■ Document passage ■
>> start

The sink (resp. source) of the \({\mathbb C}^*\)-action is the unique component \(Y_-\in {\mathcal Y}\) (resp. \(Y_+\in {\mathcal Y}\)) such that \(X^-(Y_-)\) (resp. \(X^+(Y_+)\)) are dense subsets of X. As noticed in [16, Remark 2.5], the uniqueness of the sink and the source follows from the well-known Białynicki-Birula Theorem (see [2] for the original exposition).

Definition 2.1

A \({\mathbb C}^*\)-action is equalized at \(Y\in {\mathcal Y}\) if for every point \(p\in \left( X^-(Y)\cup X^+(Y)\right) \setminus Y\) the isotropy group of the \({\mathbb C}^*\)-action at p is trivial. Moreover, a \({\mathbb C}^*\)-action is equalized if it is equalized at every fixed point component \(Y\in {\mathcal Y}\).

Let L be an ample line bundle on X. Consider the induced \({\mathbb C}^*\)-action on L; by [11, Proposition 2.4 and the subsequent Remark], a linearization of L exists. For any \(Y\in {\mathcal Y}\), the induced action of \({\mathbb C}^*\) on the fibers of \(L|_{Y}\) is by multiplication with a character, which we denote by \(\mu _L(Y) \in {\mathbb Z}\). Since L is ample, one may show (see for instance [16, Remark 2.12]) that

$$\begin{aligned} \mu _L(Y_-)=\min _{Y\in {\mathcal Y}}\mu _L(Y), \qquad \mu _L(Y_+)=\max _{Y\in {\mathcal Y}}\mu _L(Y). \end{aligned}$$

By a \({\mathbb C}^*\)-action on a smooth polarized pair (XL) we mean a non-trivial \({\mathbb C}^*\)-action on a smooth projective variety X and a linearization of the ample line bundle L.

>> end

■ Your tasks ■
- A) Answer these about the C*-action passage:
(i) Which theorem does the uniqueness of the sink and the source follow from?
(ii) What condition makes a C*-action equalized at a fixed point component Y?
(iii) For an ample L, which value of μ_L is reached at the source Y_+?
- B) Write the next part of the C*-action passage, carrying on after its last sentence.
The material after this point is separate from the C*-action passage.

■ Provided data ■
>> start

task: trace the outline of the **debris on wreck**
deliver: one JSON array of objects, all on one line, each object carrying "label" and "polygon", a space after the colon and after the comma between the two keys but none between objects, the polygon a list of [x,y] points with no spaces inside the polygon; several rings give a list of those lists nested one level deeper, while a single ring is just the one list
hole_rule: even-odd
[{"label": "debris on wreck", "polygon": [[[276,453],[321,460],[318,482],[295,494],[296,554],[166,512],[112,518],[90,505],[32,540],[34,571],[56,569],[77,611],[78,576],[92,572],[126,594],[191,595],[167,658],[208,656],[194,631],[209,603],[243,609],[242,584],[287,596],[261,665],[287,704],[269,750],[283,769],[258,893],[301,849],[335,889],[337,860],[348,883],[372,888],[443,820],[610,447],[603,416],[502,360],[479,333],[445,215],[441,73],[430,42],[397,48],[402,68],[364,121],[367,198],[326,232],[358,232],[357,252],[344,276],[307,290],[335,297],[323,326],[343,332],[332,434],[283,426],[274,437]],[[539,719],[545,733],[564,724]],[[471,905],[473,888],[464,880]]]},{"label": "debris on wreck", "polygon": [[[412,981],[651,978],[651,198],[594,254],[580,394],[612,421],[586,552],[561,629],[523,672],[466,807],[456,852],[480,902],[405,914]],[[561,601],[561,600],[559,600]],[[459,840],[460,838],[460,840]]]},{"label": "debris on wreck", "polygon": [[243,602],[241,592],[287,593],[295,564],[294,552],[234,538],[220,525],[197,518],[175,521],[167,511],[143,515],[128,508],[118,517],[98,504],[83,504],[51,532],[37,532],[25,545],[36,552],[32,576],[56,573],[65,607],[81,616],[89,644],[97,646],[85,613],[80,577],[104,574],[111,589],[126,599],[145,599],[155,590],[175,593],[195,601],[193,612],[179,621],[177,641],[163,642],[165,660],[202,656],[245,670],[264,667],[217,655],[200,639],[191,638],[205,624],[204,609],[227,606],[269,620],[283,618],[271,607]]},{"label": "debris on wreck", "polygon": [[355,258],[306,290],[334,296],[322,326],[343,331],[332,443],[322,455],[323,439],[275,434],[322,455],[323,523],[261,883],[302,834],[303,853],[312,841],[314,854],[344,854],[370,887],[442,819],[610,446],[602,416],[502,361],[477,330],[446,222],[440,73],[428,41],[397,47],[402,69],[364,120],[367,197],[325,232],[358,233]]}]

>> end

■ Results for the exercise ■
- A)
(i) The Białynicki-Birula Theorem.
(ii) For every point p in (X^-(Y) ∪ X^+(Y)) \ Y, the isotropy group of the C*-action at p is trivial.
(iii) The maximum of μ_L(Y) over all Y in the set of fixed point components.

- B)
Definition 2.2

Let X be a smooth projective variety and let \(L\in \mathop {\textrm{Pic}}\nolimits (X)\) be ample. The bandwidth of the \({\mathbb C}^*\)-action on (XL) is defined as

$$\begin{aligned} |\mu _L|:=\mu _L(Y_+)-\mu _L(Y_-). \end{aligned}$$

2.3 Morelli-Włodarczyk cobordism

We recall the notion of Morelli-Włodarczyk cobordism: it was first introduced by Morelli in the case of toric varieties (see [12]), and then generalized by Włodarczyk (see [22]).

Definition 2.3

Let \(X_1,X_2\) be birationally equivalent normal varieties. The Morelli–Włodarczyk cobordism between \(X_1\) and \(X_2\) is a normal variety B, endowed with a \({\mathbb C}^*\)-action such that

$$\begin{aligned} \begin{aligned} B_+&=\{p\in B\mid \lim _{t\rightarrow 0} tp \text { does not exists}\},\\ B_-&=\{p\in B\mid \lim _{t\rightarrow \infty } tp \text { does not exists}\} \end{aligned} \end{aligned}$$

are non-empty open subsets of B, such that there exist geometric quotients \(B_-/{\mathbb C}^*\) and \(B_+/{\mathbb C}^*\) satisfying

$$\begin{aligned} B_-/{\mathbb C}^*\simeq X_1 \dashrightarrow X_2\simeq B_+/{\mathbb C}^*, \end{aligned}$$

where the birational equivalence is realized by the open subset \((B_-\cap B_+)/{\mathbb C}^*\) contained in \(B_{\pm }/{\mathbb C}^*\).

We stress that the notation in the above definition is slightly different from the original one (cf. [22, Definition 2]), in particular the role on \(B_-\) and \(B_+\) are switched. The reason behind this apparent misleading decision is that in this setting it will be less confusing in the forthcoming sections to keep track of the ±-signs.

3 Smooth drums and rooftop flips

3.1 Smooth drums

We refer to [16, Sect. 4] for details.

Set-up 3.1

Let Y be a smooth projective variety such that \(\rho _Y=2\), admitting two projective bundle structures \(p_{\pm }:Y\rightarrow Y_{\pm }\), with \(Y_{\pm }\) smooth. Let \(L_{\pm }\) be very ample line bundles on \(Y_{\pm }\), and set \({\mathcal L}_{\pm }:=p_{\pm }^*L_{\pm }\). Suppose that \(\mathop {\textrm{deg}}\nolimits ({\mathcal L}_{\mp }|_{F_{\pm }})=1\), where \(F_\pm \) denotes a fiber of \(p_\pm \). Let \(\pi : \mathbb {P}({\mathcal L}_-\oplus {\mathcal L}_+)\rightarrow Y\) be the associated projective bundle.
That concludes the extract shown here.